PROBLEM DETAILS → Give only the number of lines in these records that include "below".

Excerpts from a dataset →
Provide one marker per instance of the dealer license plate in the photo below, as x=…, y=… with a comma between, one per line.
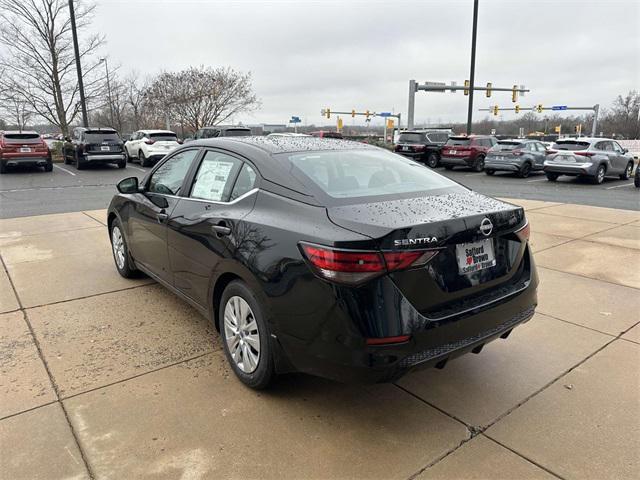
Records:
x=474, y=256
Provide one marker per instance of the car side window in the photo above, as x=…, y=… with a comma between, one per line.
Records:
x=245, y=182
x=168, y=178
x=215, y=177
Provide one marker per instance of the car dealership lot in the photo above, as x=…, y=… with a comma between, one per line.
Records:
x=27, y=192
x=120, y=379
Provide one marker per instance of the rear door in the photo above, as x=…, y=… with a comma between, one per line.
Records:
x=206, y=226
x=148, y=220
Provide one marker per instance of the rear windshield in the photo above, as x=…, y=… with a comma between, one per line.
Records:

...

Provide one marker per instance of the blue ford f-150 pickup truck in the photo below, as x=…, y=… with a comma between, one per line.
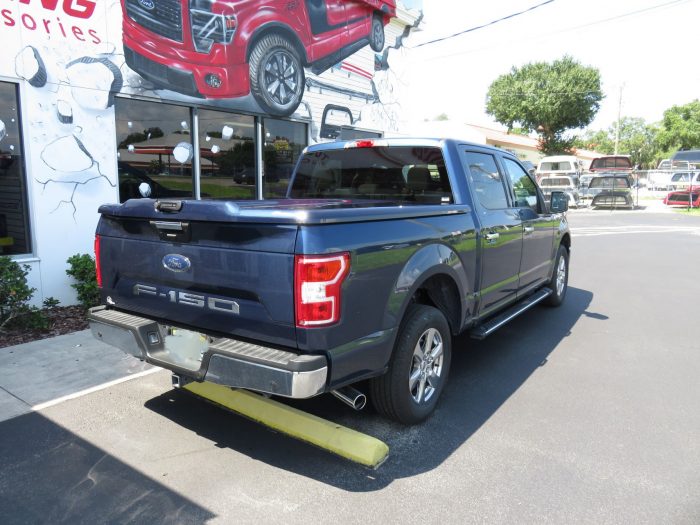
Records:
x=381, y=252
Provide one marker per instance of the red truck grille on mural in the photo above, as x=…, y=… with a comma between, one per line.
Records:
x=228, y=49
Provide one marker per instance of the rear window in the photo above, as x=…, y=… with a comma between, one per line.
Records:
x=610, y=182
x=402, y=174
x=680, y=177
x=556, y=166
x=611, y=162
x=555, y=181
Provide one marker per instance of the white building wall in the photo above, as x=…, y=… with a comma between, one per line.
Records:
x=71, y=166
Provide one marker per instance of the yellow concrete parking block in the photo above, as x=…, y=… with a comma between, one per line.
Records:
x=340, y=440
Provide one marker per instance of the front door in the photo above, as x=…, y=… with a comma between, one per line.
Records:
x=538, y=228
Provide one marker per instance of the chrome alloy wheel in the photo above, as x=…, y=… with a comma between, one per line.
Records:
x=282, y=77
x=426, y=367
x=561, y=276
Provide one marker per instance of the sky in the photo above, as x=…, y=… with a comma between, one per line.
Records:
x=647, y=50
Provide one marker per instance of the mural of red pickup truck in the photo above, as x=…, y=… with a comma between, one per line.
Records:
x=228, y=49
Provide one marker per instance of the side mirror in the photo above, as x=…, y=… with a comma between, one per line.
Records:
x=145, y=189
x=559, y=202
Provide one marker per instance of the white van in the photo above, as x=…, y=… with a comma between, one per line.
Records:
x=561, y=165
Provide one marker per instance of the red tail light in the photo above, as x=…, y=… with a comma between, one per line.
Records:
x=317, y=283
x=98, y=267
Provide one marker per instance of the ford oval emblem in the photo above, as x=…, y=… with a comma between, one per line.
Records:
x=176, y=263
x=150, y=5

RESPONSE BOX → 2